• Task goal
Which lines in the records below contain the word "orange", with case counting? Find and copy every one of them.

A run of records
--- BEGIN ---

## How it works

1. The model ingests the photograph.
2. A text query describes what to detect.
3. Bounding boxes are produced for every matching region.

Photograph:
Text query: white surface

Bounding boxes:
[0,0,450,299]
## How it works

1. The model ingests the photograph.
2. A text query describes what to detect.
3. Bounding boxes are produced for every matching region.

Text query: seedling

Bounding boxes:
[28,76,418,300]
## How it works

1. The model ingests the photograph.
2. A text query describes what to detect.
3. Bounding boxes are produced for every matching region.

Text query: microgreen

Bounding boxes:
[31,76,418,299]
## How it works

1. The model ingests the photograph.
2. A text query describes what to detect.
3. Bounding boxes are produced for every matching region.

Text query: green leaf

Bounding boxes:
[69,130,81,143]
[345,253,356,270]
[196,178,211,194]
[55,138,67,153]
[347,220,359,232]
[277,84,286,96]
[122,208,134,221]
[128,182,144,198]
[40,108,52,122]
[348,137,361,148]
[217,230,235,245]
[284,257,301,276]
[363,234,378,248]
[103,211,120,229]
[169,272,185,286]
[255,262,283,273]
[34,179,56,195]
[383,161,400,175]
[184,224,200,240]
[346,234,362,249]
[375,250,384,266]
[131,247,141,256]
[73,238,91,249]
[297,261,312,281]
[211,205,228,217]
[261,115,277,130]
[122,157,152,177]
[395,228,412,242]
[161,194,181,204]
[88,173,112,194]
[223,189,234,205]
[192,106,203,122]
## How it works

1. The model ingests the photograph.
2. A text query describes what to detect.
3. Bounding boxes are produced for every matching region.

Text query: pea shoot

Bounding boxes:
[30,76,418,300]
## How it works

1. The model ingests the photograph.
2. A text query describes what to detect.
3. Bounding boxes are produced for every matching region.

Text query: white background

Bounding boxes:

--- END ---
--- BEGIN ---

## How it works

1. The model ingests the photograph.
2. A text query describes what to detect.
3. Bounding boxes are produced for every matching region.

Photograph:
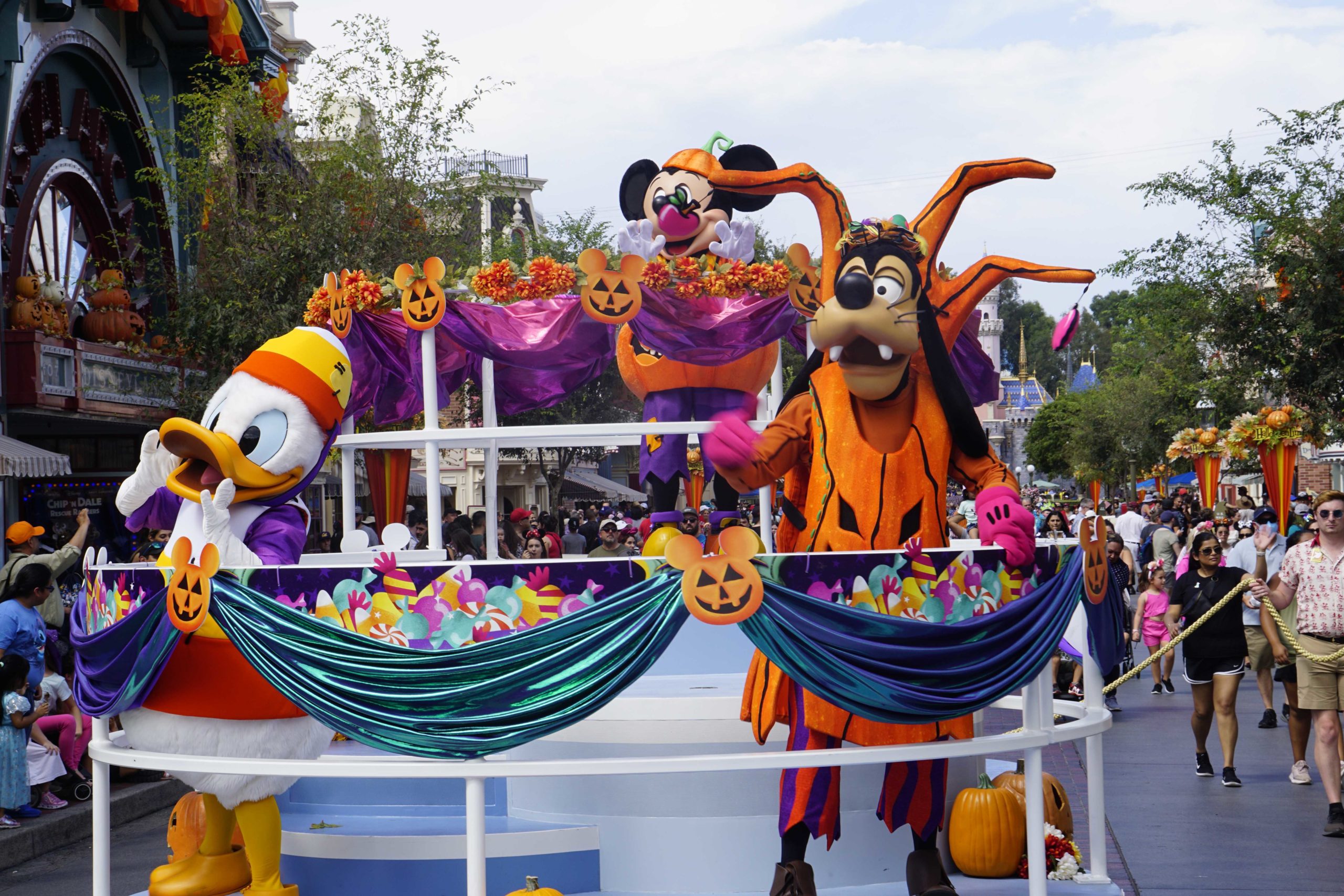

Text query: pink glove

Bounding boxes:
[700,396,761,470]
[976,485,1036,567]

--- END ---
--- BEGIN ---

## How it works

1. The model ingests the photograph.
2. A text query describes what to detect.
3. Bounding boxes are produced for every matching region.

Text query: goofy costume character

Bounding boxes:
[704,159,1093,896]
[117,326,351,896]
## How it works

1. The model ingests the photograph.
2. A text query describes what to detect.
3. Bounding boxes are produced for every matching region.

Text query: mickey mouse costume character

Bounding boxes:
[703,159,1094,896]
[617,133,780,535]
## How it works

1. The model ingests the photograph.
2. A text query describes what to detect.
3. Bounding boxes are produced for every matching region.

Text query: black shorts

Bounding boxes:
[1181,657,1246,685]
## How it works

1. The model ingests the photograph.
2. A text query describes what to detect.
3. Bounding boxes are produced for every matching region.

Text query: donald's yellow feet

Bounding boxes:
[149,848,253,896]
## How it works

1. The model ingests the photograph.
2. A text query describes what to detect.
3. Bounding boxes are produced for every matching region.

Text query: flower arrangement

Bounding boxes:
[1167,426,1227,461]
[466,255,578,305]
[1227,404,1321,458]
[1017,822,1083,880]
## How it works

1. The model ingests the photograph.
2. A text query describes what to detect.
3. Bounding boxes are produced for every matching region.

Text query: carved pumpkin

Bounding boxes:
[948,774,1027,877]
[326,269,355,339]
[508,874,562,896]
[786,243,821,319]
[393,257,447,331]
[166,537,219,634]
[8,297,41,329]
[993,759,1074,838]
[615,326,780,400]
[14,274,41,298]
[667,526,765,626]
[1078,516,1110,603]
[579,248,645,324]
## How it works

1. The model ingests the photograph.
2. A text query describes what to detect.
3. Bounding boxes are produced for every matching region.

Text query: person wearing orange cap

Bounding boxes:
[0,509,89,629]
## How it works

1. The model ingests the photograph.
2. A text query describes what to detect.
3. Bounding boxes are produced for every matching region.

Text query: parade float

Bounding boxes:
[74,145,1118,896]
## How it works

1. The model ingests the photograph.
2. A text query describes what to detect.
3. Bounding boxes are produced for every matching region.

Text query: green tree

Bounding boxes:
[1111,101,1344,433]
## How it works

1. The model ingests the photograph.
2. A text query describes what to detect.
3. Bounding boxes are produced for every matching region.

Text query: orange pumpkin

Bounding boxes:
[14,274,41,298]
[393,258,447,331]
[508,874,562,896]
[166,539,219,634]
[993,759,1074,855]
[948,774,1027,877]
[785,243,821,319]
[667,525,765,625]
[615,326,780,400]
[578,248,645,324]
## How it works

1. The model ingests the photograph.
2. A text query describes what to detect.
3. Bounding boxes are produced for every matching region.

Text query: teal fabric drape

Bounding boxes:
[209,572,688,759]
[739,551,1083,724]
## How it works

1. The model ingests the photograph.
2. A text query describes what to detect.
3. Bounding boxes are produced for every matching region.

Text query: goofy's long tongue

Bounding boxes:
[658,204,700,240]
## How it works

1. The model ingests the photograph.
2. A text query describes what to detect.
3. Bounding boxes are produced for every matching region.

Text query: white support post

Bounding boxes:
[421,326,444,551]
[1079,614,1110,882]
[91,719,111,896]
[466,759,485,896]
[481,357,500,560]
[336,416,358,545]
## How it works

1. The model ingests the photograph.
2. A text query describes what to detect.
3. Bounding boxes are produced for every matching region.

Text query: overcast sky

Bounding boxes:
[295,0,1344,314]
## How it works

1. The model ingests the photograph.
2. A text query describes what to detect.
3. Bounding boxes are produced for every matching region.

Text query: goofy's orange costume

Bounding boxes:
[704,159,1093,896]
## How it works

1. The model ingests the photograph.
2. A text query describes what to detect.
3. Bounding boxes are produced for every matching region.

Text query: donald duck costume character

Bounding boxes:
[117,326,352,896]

--- END ---

• Answer
Text query: person wearing orange cap
Text query: orange pumpkin
Text query: goofy's orange costume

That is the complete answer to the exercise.